*** Data ***

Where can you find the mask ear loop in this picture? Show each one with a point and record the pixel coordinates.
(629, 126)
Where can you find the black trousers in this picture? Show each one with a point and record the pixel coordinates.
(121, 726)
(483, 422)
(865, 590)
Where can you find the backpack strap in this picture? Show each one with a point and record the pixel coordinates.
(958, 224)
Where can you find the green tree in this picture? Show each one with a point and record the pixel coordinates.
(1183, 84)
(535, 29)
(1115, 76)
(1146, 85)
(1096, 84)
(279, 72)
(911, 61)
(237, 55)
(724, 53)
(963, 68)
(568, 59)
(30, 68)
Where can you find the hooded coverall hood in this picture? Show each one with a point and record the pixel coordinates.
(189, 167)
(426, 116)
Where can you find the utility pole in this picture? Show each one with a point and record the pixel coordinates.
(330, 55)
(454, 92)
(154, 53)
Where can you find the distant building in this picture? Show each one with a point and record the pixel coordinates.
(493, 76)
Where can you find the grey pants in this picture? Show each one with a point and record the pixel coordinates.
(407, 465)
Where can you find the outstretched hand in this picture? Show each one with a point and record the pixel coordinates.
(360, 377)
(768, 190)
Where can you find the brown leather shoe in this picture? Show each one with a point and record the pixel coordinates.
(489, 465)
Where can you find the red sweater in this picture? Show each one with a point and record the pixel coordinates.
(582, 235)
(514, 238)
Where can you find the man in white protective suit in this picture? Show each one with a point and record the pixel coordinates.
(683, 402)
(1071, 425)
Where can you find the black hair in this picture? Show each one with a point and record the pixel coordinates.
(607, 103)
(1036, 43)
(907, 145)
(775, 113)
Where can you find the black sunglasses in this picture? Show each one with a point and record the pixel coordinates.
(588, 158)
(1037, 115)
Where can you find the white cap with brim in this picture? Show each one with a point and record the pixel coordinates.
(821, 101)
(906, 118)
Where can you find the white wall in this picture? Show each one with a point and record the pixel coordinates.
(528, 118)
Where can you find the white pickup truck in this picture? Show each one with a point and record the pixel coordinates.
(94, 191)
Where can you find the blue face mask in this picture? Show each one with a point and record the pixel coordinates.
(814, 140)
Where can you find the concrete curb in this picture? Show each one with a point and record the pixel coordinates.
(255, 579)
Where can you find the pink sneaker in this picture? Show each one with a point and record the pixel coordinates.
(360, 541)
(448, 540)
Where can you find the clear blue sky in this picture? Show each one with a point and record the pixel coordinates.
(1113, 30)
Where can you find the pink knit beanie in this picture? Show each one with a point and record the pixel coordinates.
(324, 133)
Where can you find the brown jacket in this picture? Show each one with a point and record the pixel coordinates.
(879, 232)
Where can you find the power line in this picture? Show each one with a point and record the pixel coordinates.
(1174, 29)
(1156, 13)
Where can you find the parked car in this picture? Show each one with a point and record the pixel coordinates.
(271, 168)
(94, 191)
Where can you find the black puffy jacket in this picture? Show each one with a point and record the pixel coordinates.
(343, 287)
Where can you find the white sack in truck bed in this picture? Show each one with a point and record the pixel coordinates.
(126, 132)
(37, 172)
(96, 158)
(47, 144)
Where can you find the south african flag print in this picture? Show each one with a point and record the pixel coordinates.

*** End of Data ***

Exercise: Could you restate every entry verbatim, please?

Answer to the exercise:
Where can you find the mask ear loop in this picture? Show each one with a point and record the pixel coordinates.
(629, 126)
Where can you find the black trousers in this picture? Show each one with a point and record the pixel coordinates.
(121, 726)
(483, 422)
(865, 590)
Where can you find the backpack strap in this picture? Show each one with a point and record the pixel coordinates.
(958, 224)
Where can you find the green tree in this picture? Show each one with a point and record the pixel coordinates.
(1183, 84)
(535, 29)
(1115, 76)
(1146, 85)
(1096, 84)
(279, 72)
(911, 61)
(237, 55)
(724, 53)
(963, 68)
(568, 59)
(30, 68)
Where can you find the hooded coverall hood in this picture? Show each one with a point and record the pixel coordinates.
(189, 167)
(426, 116)
Where can you find the utility pole in this picture? Show each one with a point and record the pixel coordinates.
(330, 55)
(454, 92)
(154, 53)
Where can you find the distant building in this picture? Show each one with a point and record the pixel coordinates.
(493, 76)
Where can you find the grey pants in this picture? Show each one with a point and record the pixel coordinates.
(407, 465)
Where can you find the outstretched hand in this picture? Show each one with a point and record the pixel coordinates.
(360, 377)
(768, 190)
Where can you find the brown leather shoe in this picture? Show each one with a point and record the pixel coordinates.
(489, 465)
Where can you find the red sweater in this picture? Show each one with a point and record the pixel coordinates.
(582, 235)
(514, 238)
Where can you find the man in white protective suit in this picture? Show each one with a point and record the pixel coordinates.
(683, 402)
(1071, 425)
Where can you find the black hair in this picture? Show each one with a point and record the pixel coordinates.
(607, 103)
(1036, 43)
(907, 145)
(775, 113)
Where can you find the black sunglasses in this picture? Show each one with a point and record the pixel coordinates.
(588, 158)
(1037, 115)
Where can you find the white cap with brim in this picture? Show each one with a point and record the pixel coordinates.
(821, 101)
(906, 118)
Where can you find the white wall in this picture? Show each one with a point and record the pixel coordinates.
(528, 118)
Where can you find the white pickup truck in this picture? Show each one with a point and record the pixel coordinates.
(94, 191)
Where can you find the blue face mask in this picture? Show each one with a point and record the pixel coordinates.
(814, 140)
Where can you find the concrete curb in this picture? Show each one with a point and record the pixel coordinates.
(255, 579)
Where can you find the pink sneaker in this picture? Show each one with a point and record the pixel coordinates.
(360, 541)
(448, 540)
Where can you find the clear blue sky in this picture? Show each one with a point and record the pixel coordinates.
(1113, 30)
Where can you find the pink knit beanie in this picture? Show each one with a point and record the pixel coordinates.
(324, 133)
Where can you find the brown jacket in this picture? Show each one with a point and record the pixel coordinates.
(879, 232)
Where can you find the power line in this picture? Show each one with a point and record the pixel coordinates.
(1174, 29)
(1156, 13)
Where can you find the parked car in this picture? Show each one with a point and record the pixel coordinates.
(271, 168)
(94, 191)
Where can you find the black puffy jacket in this picture? Show each one with a point and record the pixel coordinates.
(343, 287)
Where can you find the white sack in truck bed in this picture? Show each one with a point and record the pixel coordinates.
(126, 132)
(37, 172)
(96, 158)
(47, 144)
Where can you find the south african flag print in this picture? Show each one with a point and record the pixel coordinates.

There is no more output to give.